Copying exactly, give the lines in the material below from the one with "target | green moss" to the one with "target | mossy rock", ends included, and nothing besides.

----

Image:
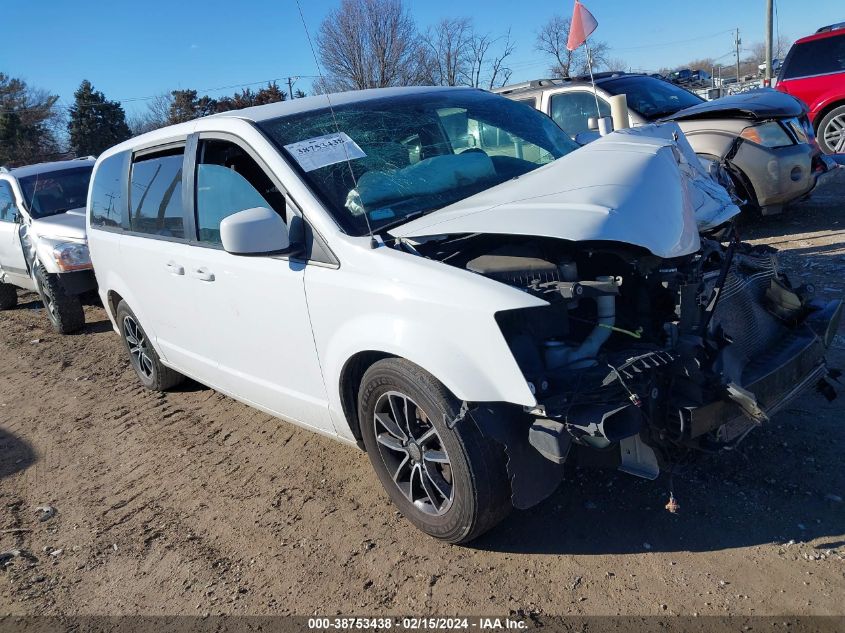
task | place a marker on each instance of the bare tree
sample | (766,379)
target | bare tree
(156,115)
(551,40)
(500,74)
(450,47)
(487,67)
(370,44)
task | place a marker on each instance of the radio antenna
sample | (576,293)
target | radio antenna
(373,241)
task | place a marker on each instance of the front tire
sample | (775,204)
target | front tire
(142,356)
(450,483)
(831,132)
(8,296)
(64,311)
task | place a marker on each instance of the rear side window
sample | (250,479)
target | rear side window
(107,193)
(155,194)
(229,181)
(817,57)
(8,210)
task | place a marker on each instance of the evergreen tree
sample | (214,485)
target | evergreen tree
(95,123)
(27,119)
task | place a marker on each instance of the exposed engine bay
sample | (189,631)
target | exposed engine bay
(656,356)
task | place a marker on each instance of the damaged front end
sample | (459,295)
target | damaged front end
(641,357)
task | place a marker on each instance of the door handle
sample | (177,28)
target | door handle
(203,274)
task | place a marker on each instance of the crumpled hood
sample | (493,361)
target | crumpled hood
(633,187)
(755,105)
(70,224)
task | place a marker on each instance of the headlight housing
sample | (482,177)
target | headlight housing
(769,134)
(72,256)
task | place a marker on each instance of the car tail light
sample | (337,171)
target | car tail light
(768,134)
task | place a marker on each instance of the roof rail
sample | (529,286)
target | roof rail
(534,83)
(831,27)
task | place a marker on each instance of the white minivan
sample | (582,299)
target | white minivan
(443,277)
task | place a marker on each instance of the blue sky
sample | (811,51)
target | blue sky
(131,50)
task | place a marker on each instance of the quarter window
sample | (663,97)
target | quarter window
(155,194)
(229,181)
(572,111)
(8,209)
(816,57)
(107,197)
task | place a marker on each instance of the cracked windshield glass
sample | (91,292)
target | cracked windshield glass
(397,159)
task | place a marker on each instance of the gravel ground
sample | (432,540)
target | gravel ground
(191,503)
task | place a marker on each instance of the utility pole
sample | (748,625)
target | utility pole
(737,42)
(767,81)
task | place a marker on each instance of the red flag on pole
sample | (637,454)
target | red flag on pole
(582,25)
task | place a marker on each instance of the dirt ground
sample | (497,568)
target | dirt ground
(191,503)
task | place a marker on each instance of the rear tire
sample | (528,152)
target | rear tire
(142,355)
(450,483)
(831,131)
(64,311)
(8,296)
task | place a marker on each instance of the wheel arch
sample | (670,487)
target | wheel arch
(351,376)
(824,111)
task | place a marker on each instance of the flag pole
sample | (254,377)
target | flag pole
(592,81)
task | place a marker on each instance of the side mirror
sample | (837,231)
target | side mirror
(582,138)
(257,231)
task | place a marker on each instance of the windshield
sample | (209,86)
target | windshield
(55,192)
(651,97)
(400,157)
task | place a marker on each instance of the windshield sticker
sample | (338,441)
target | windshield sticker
(382,214)
(323,151)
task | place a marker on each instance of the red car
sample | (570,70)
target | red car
(814,71)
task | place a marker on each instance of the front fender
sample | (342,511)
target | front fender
(442,320)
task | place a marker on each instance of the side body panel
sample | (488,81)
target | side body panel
(13,266)
(817,92)
(440,318)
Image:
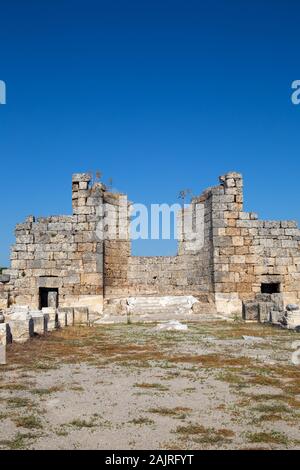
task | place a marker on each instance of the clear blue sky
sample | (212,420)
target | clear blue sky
(159,95)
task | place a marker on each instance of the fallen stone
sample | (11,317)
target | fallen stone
(62,319)
(51,318)
(69,312)
(251,310)
(172,325)
(81,316)
(4,278)
(2,354)
(296,354)
(275,316)
(39,322)
(292,307)
(3,333)
(21,329)
(254,339)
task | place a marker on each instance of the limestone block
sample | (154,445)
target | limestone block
(293,319)
(39,322)
(51,318)
(52,299)
(4,332)
(251,310)
(2,354)
(21,327)
(69,315)
(275,316)
(265,309)
(3,341)
(62,319)
(81,316)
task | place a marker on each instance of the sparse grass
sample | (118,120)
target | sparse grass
(155,386)
(202,435)
(274,408)
(18,402)
(29,422)
(141,421)
(267,438)
(155,363)
(13,386)
(178,412)
(19,442)
(46,391)
(82,423)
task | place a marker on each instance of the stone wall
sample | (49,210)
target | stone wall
(61,252)
(86,256)
(249,252)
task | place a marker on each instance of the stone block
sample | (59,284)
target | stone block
(21,329)
(69,315)
(51,318)
(4,332)
(81,316)
(251,310)
(265,309)
(276,316)
(39,322)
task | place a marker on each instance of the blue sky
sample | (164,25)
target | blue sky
(159,95)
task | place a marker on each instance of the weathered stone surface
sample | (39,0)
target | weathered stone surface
(223,252)
(21,327)
(68,312)
(4,278)
(40,322)
(81,316)
(51,318)
(251,310)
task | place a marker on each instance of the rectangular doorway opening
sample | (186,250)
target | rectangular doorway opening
(270,288)
(48,297)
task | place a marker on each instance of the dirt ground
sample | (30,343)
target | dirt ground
(132,387)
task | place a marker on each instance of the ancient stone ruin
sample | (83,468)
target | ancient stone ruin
(79,269)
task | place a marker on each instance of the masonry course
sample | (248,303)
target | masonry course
(84,260)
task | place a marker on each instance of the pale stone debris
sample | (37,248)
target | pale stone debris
(78,270)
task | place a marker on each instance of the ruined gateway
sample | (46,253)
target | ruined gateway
(69,262)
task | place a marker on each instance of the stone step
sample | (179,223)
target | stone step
(150,308)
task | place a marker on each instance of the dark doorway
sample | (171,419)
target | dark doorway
(44,297)
(270,288)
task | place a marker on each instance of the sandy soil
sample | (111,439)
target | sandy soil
(131,387)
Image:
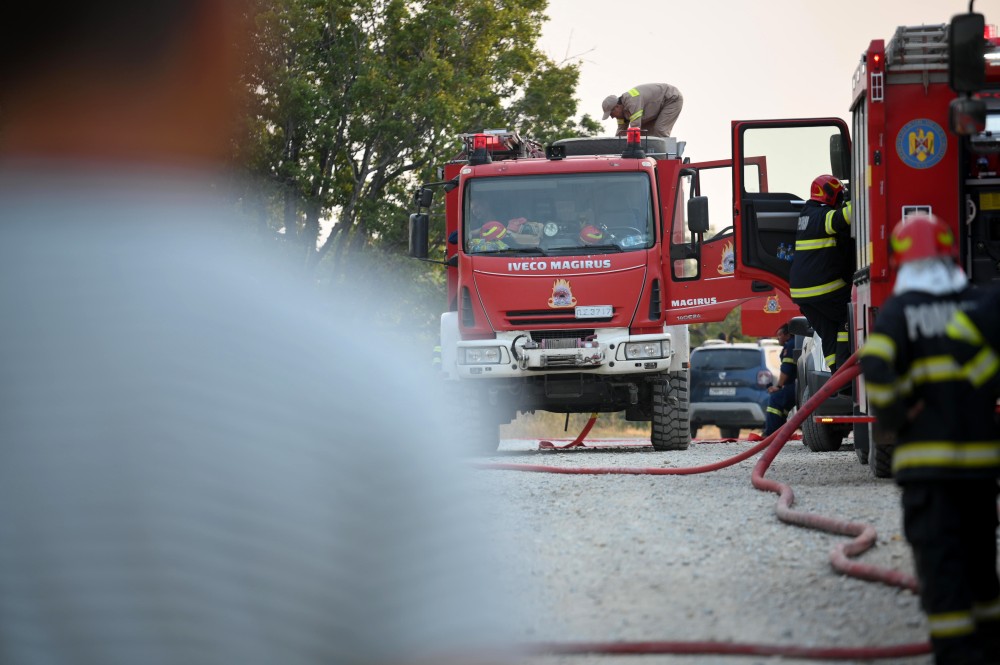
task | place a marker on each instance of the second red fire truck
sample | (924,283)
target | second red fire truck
(905,159)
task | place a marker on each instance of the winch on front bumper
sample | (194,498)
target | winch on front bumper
(608,352)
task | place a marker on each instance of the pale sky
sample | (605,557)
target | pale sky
(731,59)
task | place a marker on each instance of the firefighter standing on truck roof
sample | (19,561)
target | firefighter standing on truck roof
(946,452)
(823,266)
(653,107)
(782,395)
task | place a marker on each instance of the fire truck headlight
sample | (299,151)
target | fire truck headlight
(640,350)
(481,355)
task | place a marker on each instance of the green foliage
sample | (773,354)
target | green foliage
(352,102)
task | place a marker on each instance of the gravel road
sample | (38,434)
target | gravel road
(695,558)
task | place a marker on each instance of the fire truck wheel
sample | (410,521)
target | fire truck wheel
(820,438)
(671,428)
(880,461)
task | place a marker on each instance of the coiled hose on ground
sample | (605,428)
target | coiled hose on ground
(863,537)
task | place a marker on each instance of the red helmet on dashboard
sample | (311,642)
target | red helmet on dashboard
(493,230)
(591,235)
(921,236)
(827,189)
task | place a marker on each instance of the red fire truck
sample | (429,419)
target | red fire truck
(904,160)
(572,276)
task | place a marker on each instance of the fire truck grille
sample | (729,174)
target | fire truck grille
(560,339)
(528,317)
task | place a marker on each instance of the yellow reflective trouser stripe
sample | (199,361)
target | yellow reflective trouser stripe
(963,329)
(966,455)
(822,289)
(829,223)
(880,345)
(987,611)
(983,366)
(933,369)
(951,624)
(880,394)
(818,243)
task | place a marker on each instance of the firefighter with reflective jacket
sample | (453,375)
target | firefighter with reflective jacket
(946,442)
(782,394)
(823,266)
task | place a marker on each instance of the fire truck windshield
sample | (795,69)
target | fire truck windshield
(565,214)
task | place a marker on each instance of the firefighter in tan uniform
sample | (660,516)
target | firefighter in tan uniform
(653,107)
(946,454)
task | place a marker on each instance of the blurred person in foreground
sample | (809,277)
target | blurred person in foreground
(946,443)
(197,465)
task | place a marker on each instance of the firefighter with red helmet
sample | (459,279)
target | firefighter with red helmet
(823,266)
(945,438)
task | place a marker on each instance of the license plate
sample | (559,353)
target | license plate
(593,312)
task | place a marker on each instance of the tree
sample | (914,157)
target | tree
(354,101)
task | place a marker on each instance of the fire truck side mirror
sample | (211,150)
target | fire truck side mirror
(966,48)
(698,214)
(840,157)
(423,197)
(967,116)
(419,232)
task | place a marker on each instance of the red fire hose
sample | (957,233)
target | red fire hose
(840,557)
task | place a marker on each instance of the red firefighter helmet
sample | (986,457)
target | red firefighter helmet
(493,230)
(827,189)
(921,236)
(591,235)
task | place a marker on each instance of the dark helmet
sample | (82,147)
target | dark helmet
(827,189)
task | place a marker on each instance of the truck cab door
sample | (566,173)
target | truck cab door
(698,262)
(775,164)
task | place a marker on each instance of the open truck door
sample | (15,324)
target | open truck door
(700,259)
(776,162)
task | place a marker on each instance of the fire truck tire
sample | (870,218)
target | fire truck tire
(880,461)
(820,438)
(671,428)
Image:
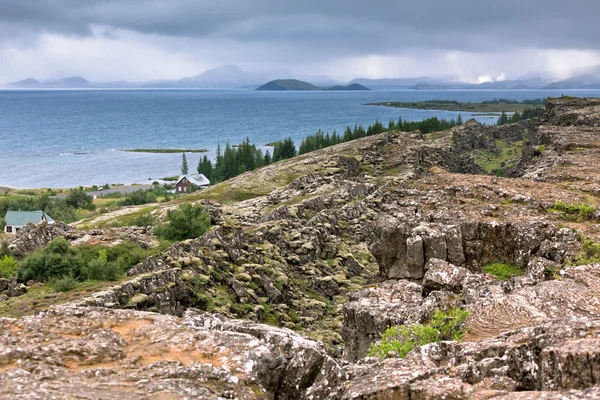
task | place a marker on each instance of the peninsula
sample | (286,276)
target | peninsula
(294,84)
(494,106)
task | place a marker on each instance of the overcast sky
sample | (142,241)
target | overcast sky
(472,40)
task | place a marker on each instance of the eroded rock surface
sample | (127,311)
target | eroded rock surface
(339,245)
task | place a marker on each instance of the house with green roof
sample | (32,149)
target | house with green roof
(15,220)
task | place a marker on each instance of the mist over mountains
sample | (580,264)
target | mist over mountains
(231,76)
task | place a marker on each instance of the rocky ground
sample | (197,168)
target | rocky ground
(311,259)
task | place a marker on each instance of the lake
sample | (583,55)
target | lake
(68,138)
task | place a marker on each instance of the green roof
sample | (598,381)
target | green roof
(22,218)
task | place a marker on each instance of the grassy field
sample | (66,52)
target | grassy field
(167,151)
(457,106)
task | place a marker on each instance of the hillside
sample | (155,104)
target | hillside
(294,84)
(310,260)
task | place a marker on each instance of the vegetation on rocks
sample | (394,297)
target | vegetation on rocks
(573,212)
(186,222)
(400,340)
(503,271)
(59,259)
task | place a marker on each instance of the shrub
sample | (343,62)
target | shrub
(8,267)
(77,198)
(58,259)
(502,271)
(4,250)
(577,212)
(144,220)
(100,269)
(401,340)
(63,284)
(138,197)
(186,222)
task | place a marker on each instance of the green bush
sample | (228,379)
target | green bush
(4,250)
(8,267)
(144,220)
(450,325)
(63,284)
(100,269)
(78,198)
(590,252)
(58,259)
(138,197)
(185,222)
(573,212)
(502,271)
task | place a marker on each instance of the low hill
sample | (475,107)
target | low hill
(26,84)
(294,84)
(288,84)
(352,86)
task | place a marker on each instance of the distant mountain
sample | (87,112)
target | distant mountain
(576,82)
(396,83)
(29,83)
(295,84)
(74,82)
(352,86)
(288,84)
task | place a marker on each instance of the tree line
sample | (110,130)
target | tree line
(234,160)
(527,113)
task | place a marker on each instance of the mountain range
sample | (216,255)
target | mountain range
(232,76)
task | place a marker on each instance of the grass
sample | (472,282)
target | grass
(40,296)
(502,271)
(167,151)
(400,340)
(573,212)
(506,156)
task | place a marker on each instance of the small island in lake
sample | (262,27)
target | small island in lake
(294,84)
(490,106)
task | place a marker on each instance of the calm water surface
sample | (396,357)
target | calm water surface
(66,138)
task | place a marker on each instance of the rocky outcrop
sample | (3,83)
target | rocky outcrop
(162,291)
(11,288)
(96,352)
(37,236)
(403,247)
(566,111)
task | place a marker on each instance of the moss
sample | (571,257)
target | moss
(503,271)
(573,212)
(507,155)
(400,340)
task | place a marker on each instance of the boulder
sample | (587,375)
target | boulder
(441,275)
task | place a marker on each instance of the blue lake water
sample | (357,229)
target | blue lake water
(67,138)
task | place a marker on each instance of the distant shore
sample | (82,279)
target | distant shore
(167,151)
(443,105)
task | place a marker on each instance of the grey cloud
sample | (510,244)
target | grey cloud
(350,27)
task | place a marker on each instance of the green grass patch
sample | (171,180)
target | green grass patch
(507,155)
(450,325)
(573,212)
(503,271)
(167,151)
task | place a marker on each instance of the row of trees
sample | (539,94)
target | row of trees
(516,117)
(321,140)
(236,160)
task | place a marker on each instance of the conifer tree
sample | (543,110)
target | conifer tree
(184,167)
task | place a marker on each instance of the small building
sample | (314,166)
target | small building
(15,220)
(185,181)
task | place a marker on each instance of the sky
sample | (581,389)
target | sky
(139,40)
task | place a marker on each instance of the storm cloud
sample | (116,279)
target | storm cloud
(309,36)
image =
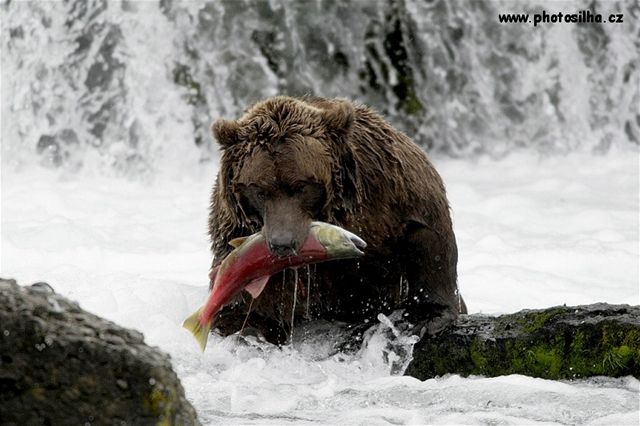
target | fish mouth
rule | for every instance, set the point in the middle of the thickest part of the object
(357, 241)
(338, 242)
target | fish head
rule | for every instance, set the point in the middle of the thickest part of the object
(338, 242)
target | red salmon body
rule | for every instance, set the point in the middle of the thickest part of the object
(253, 263)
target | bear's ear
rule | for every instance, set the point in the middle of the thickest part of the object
(339, 117)
(225, 132)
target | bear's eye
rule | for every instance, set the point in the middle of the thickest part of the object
(312, 196)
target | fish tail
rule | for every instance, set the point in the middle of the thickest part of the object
(199, 331)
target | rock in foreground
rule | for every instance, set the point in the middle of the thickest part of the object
(556, 343)
(62, 365)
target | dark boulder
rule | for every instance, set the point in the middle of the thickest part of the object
(556, 343)
(62, 365)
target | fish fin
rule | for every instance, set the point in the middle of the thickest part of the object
(237, 242)
(199, 331)
(256, 286)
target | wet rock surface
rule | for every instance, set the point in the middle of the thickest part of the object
(62, 365)
(556, 343)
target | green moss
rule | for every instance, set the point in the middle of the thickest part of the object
(154, 402)
(534, 321)
(478, 357)
(549, 361)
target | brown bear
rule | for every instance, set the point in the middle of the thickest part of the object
(288, 161)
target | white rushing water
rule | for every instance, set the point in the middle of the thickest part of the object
(533, 232)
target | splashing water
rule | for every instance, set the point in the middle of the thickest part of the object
(91, 85)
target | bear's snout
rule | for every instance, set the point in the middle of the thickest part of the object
(286, 225)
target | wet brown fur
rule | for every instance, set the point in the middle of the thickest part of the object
(377, 183)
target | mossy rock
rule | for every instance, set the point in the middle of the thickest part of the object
(556, 343)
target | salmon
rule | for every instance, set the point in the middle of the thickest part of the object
(250, 265)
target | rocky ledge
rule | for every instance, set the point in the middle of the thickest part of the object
(556, 343)
(62, 365)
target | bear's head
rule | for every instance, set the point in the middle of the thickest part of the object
(285, 163)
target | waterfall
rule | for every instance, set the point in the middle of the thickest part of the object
(132, 87)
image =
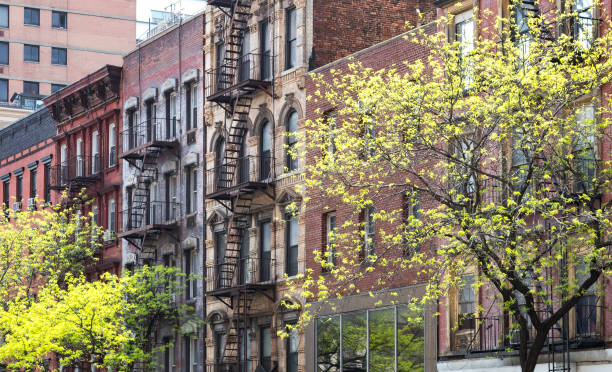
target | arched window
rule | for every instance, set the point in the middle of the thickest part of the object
(292, 160)
(266, 147)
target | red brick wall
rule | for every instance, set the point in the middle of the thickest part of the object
(345, 26)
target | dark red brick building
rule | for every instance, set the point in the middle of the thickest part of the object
(86, 142)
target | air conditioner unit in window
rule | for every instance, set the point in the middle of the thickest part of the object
(108, 236)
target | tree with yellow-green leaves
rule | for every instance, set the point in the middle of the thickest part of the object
(49, 311)
(499, 148)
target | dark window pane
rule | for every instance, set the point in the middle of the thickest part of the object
(328, 344)
(31, 16)
(410, 339)
(56, 87)
(31, 53)
(59, 19)
(382, 340)
(30, 88)
(354, 342)
(4, 16)
(58, 56)
(3, 53)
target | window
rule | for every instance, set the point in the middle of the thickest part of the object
(330, 236)
(31, 53)
(58, 56)
(95, 152)
(19, 180)
(464, 36)
(112, 145)
(31, 16)
(191, 271)
(290, 39)
(292, 139)
(266, 49)
(369, 231)
(465, 301)
(583, 24)
(291, 265)
(388, 339)
(291, 350)
(4, 53)
(192, 106)
(59, 19)
(56, 87)
(4, 16)
(111, 215)
(47, 183)
(266, 147)
(30, 88)
(3, 90)
(33, 174)
(265, 251)
(191, 193)
(168, 354)
(265, 347)
(584, 149)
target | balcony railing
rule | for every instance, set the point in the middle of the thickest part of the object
(83, 169)
(149, 131)
(247, 271)
(240, 172)
(252, 365)
(252, 69)
(155, 213)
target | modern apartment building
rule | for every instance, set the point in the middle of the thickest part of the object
(46, 45)
(258, 55)
(162, 146)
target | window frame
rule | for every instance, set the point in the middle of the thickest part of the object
(30, 11)
(27, 53)
(57, 25)
(290, 42)
(56, 56)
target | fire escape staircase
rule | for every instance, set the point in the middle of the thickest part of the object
(235, 99)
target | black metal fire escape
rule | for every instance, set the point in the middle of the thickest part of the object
(232, 86)
(144, 219)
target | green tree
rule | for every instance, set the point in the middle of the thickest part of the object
(497, 155)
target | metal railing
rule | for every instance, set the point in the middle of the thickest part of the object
(251, 365)
(150, 130)
(251, 270)
(76, 168)
(154, 213)
(238, 172)
(255, 67)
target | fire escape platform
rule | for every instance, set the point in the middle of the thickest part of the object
(144, 230)
(240, 189)
(228, 95)
(137, 152)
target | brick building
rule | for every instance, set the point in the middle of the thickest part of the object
(26, 159)
(46, 45)
(162, 144)
(87, 118)
(259, 54)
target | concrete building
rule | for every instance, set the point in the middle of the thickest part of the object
(162, 146)
(26, 159)
(259, 54)
(46, 45)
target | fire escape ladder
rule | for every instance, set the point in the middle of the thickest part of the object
(139, 209)
(241, 11)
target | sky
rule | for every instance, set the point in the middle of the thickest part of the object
(144, 7)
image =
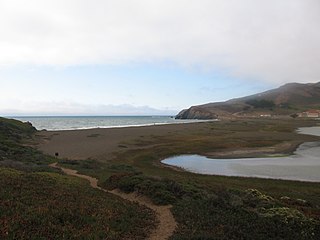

----

Result of this task:
target | green moss
rule | for every instance, set the point in the middle of the thickest part of the object
(154, 402)
(534, 321)
(478, 357)
(549, 361)
target | brown bear
rule | for every instance, set the point in the middle of the thickest part of the object
(288, 161)
target | white rushing water
rule | for every instance, set the point in the middle of the thickest part of the object
(533, 232)
target | splashing water
rule | for every instance, set the point in the middle of the thickest part of the object
(91, 85)
target | bear's snout
rule | for every instance, set the point in the middle of the thickest part of the object
(286, 225)
target | wet brown fur
rule | for every instance, set the point in the middle of the thickest part of the object
(377, 183)
target | mossy rock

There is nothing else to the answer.